Sorular ve görevler –
• A. Pandemi üzerine yazılmış metinde "Öte yandan normal" sözcüklerini içeren ifadeyle başlayıp "sesiz sedasız yönlendiriliyor." ile biten bölümü hiç değiştirmeden yeniden yazın.
• B. Pandeminin toplumsal hayata etkisini anlatan metni, son cümlesinin ardından sürdürün.

İncelenen metin –

++++++++++

Sosyal bir varlık olan insanın önüne, toplumsal olan her şeyin bireyin yaşamını tehdit eden bir unsura dönüştüğü, sosyalleşmenin terk edilip insanın bireyselleşmesiyle birlikte daha sağlıklı ve özgür bireylerin olacağı, pandemi araçsallaştırılarak dayatılmakta. İnsanların bir araya gelmesini sağlayan her türlü etkinlik, faaliyet hızla terkedilip teknolojinin ve dijitalleşmenin getirdiği yeni tip iletişim araçları ile evde yaşamın daha ideal olduğu fikri insanlara sunuluyor. Buna bağlı olarak da ofis ortamında yapılan birçok işin internet aracılığıyla evde bilgisayar başında rahatlıkla yapılabileceği, işe/ofise gitmenin gereksiz olduğu, çalışanın sağlığı bahane edilerek ofiste 8 saat çalışma yerine, evde esnek çalışma adı altında 24 saat çalıştırılmaya alıştırılıyor.
Öte yandan normal şartlarda insanların karşı çıkacağı birçok anti demokratik uygulama, devletler tarafından pandemi ile mücadelenin bir aracı olarak sunulmakta. Demokratik olmayan bu uygulamalara insanlar karşı çıkmadığı gibi gönüllü olarak kabul etmekteler. Demokrasinin beşiği sayılan Avrupa ülkelerinin pandemi karşısında yetersiz kalması, çeşitli medya organlarınca servis edilirken, lider endeksli totaliter ülkelerin –Çin, Rusya gibi- pandemi karşısındaki başarısı –özellikle Çin’in-pandeminin başlangıcı olan Wuhan şehrinde hiç covid hastasının kalmadığı yönünde haberlerle destanlaştırılarak insanların lider endeksli rejimlere daha sıcak bakmaları, bilinç altına yerleştiriliyor. Böylece daha demokratik bir dünyadan daha totaliter bir dünyaya doğru insanlar sesiz sedasız yönlendiriliyor.
Televizyon tartışmalarının odağında pandemiden sonra artık hiçbir şeyin eskisi gibi olmayacağı var. Artık eskisi gibi olmayacak olan şey ne? Geleneksel olanın terk edilip teknolojinin ve dijitalleşmenin gelişmesiyle birlikte edineceğimiz yeni alışkanlıklar mı? Örneğin düğün salonlarında 500-1000 kişiyle yaptığımız düğünler yerine sadece iki ailenin katıldığı düğünler mi yapacağız? Ya da geniş katılımlı cenaze törenlerini terk edip; Facebook, Twitter gibi sosyal medya alanları üzerinden birbirimize başsağlığı mı dileyeceğiz? Park ve kafelerde masada oturan sayısı bir elin parmağını geçmeyecek mi? Dernek, sendika gibi sivil toplum kuruluşlarını terk edip sosyal medya grupları ile mi yetineceğiz? Bu günlerde ülkelerin uygulamaya soktukları yasaklara bakılırsa insan ırkı zaman içinde bu tür alışkanlıklarının büyük bir bölümünü terk edecek. Bu yönde kendi kendimizi sorguladığımızda, bu tür geleneksel alışkanlıklarımızın birçoğunu bir yıldır nerdeyse terk ettiğimizi rahatlıkla görebiliriz.

++++++++++

Gösterilen bilgiler –

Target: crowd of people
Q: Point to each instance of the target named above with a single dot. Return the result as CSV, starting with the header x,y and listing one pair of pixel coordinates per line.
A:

++++++++++

Beklenen çıktılar –
• A.
Öte yandan normal şartlarda insanların karşı çıkacağı birçok anti demokratik uygulama, devletler tarafından pandemi ile mücadelenin bir aracı olarak sunulmakta. Demokratik olmayan bu uygulamalara insanlar karşı çıkmadığı gibi gönüllü olarak kabul etmekteler. Demokrasinin beşiği sayılan Avrupa ülkelerinin pandemi karşısında yetersiz kalması, çeşitli medya organlarınca servis edilirken, lider endeksli totaliter ülkelerin –Çin, Rusya gibi- pandemi karşısındaki başarısı –özellikle Çin’in-pandeminin başlangıcı olan Wuhan şehrinde hiç covid hastasının kalmadığı yönünde haberlerle destanlaştırılarak insanların lider endeksli rejimlere daha sıcak bakmaları, bilinç altına yerleştiriliyor. Böylece daha demokratik bir dünyadan daha totaliter bir dünyaya doğru insanlar sesiz sedasız yönlendiriliyor.

• B.
‘Pandemiden sonra hiçbir şey eskisi gibi olmayacak’ cümlesiyle söylenmek istenen sadece bu tarz geleneksel davranış biçimleri mi? Kuşkusuz değil. Bunların yanı sıra asıl söylenmek istenen dijitalleşmeyle birlikte tüketim alışkanlığımızın değişeceği. Elimizdeki bir akıllı telefonla, istediğimiz ürünü, gıdayı, bilgiyi yani tüketilmesi mümkün olan her şeyi birkaç tıklamayla çağdaş ödeme araçlarıyla alabileceğiz. Bu durum dijital alanı kontrol eden veya kullanan az sayıda global şirketin dünya ticaretini kontrol etmesi anlamına geliyor. Günümüzde bile bu alanı kullanan global şirketlerle yerel şirketler arasında devasa uçurumlar oluşmuş durumda. Dünyanın kıt olan kaynakları gittikçe bu global şirketlerin kasasını doldururken, dünyanın geri kalanı bu kıt kaynaklardan her geçen gün biraz daha mahrum bırakılıyor. Bu durum ise dünya kaynaklarının belli bir grup insanda toplanmasına, geri kalan insanların ve ülkelerin kaynak ve zenginlikten yoksun olması sonucunu beraberinde getiriyor. Uzun vadede bunun sonucu dünya çapında kaos ve iç karışıklık. Hal böyle olunca küreselleşen kapitalizmin önünde tek bir seçenek kalıyor ki bu da pandemiyi fırsata çevirip demokrasiden vazgeçmek. Bugünlerde yapılan da tam olarak bu.